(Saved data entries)
______

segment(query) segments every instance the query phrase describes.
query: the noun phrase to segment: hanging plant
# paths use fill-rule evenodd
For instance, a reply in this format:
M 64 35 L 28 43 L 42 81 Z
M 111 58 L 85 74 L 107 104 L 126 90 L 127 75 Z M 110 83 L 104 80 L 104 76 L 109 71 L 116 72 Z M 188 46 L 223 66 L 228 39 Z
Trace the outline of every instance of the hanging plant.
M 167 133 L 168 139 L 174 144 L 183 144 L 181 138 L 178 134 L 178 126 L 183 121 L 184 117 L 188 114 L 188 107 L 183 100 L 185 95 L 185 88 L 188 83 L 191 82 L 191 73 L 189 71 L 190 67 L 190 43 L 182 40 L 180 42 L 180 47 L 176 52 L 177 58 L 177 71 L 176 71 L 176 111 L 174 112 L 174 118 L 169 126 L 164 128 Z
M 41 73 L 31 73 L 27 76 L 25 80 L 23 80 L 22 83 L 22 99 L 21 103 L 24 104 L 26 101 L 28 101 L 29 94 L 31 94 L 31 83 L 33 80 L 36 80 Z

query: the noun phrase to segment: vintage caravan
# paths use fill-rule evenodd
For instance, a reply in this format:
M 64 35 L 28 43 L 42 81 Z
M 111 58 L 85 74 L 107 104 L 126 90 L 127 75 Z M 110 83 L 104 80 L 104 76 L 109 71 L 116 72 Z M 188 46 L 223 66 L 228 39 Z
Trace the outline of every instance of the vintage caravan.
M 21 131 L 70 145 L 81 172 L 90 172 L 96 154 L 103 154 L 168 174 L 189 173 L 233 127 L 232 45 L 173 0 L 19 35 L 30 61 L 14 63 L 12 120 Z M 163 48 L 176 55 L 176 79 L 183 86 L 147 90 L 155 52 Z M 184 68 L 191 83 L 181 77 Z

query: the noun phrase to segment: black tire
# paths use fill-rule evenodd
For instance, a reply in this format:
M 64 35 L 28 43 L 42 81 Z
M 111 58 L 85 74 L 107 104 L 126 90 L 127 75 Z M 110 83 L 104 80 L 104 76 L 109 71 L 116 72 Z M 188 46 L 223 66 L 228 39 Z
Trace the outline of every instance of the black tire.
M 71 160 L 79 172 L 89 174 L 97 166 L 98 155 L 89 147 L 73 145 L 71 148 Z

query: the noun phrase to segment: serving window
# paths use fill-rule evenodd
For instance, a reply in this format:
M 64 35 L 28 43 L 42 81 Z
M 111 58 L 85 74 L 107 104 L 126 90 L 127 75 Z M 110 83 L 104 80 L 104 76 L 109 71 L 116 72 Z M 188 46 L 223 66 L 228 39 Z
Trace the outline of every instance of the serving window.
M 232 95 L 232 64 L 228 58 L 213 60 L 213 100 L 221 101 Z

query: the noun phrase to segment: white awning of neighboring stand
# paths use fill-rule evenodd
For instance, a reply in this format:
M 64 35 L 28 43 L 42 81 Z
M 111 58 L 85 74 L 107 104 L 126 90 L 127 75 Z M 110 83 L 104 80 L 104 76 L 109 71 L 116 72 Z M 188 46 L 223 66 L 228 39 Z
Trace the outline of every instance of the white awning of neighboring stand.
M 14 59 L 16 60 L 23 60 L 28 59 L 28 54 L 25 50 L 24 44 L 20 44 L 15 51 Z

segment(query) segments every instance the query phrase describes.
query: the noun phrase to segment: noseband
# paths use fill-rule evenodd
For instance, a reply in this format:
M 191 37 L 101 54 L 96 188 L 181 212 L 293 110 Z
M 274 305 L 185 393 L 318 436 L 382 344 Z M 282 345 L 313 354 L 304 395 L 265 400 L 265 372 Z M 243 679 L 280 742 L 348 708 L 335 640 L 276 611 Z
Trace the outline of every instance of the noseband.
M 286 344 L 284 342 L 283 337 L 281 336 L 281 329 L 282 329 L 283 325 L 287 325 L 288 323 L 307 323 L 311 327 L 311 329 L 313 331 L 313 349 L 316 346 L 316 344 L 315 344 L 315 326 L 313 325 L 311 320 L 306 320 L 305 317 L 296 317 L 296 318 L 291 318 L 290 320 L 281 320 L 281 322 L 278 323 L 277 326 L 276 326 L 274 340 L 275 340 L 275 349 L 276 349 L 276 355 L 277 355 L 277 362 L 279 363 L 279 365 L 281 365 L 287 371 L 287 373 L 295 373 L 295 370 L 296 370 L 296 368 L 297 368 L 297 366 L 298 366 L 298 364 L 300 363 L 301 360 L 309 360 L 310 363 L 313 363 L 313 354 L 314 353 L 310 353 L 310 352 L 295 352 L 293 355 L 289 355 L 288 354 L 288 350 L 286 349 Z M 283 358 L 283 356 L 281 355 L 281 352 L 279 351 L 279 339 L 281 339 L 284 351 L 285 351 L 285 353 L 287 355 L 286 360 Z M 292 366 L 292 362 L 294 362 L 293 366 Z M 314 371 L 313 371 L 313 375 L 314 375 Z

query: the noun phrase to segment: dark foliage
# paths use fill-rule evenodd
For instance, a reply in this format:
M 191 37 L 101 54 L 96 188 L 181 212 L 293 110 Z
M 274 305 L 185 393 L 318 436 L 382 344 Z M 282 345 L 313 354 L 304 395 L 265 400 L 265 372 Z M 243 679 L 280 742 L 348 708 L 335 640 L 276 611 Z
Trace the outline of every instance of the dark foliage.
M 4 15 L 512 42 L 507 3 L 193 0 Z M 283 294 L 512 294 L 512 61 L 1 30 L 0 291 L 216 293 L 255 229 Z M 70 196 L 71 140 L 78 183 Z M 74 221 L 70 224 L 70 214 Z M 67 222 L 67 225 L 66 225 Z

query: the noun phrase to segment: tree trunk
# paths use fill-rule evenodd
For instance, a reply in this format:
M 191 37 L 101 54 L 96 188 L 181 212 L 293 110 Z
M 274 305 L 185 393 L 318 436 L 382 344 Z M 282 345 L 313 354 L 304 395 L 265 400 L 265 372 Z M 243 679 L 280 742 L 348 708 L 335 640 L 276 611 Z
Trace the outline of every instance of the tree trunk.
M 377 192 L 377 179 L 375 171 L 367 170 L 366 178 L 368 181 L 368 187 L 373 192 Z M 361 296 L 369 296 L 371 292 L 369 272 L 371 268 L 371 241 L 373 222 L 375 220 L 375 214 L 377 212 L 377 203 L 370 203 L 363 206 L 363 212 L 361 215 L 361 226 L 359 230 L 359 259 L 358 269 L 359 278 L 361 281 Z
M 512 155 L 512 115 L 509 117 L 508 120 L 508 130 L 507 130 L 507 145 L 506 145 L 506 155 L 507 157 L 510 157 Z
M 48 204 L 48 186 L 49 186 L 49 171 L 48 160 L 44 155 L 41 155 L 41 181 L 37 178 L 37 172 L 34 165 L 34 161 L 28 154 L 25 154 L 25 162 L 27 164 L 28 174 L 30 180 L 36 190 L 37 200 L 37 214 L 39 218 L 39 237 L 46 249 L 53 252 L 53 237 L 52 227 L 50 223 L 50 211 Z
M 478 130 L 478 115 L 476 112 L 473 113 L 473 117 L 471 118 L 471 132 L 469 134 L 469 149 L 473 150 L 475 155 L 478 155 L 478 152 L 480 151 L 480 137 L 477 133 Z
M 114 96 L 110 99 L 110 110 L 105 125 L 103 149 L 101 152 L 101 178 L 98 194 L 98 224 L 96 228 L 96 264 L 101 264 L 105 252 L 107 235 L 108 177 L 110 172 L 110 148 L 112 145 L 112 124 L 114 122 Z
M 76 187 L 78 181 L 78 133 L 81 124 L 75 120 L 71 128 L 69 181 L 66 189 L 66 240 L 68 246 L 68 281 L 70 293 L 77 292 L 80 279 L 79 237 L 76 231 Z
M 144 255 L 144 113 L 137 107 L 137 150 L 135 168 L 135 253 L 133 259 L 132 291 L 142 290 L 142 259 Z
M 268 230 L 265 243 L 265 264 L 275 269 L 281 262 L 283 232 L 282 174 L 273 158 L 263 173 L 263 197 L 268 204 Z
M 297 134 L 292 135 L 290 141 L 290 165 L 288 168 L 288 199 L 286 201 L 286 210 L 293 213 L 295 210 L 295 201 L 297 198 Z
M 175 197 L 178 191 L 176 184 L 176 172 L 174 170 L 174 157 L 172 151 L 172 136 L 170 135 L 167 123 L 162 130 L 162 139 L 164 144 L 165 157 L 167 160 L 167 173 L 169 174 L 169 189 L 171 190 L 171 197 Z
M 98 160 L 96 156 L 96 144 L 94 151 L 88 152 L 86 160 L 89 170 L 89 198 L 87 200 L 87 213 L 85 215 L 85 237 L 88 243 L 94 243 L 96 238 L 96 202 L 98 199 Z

______

Go through the entries above and copy out every line that includes the word "query".

== Solution for this problem ==
segment(query) segments every instance the query phrase describes.
query: the noun phrase to segment: hanging plant
query: the noun phrase to segment: vintage caravan
query: the noun phrase to segment: black tire
query: the noun phrase to segment: serving window
query: the noun phrase to segment: white awning of neighboring stand
segment(query) segments every instance the query phrase describes.
query: the noun phrase to segment: noseband
query: the noun phrase to segment: dark foliage
query: the noun phrase to segment: tree trunk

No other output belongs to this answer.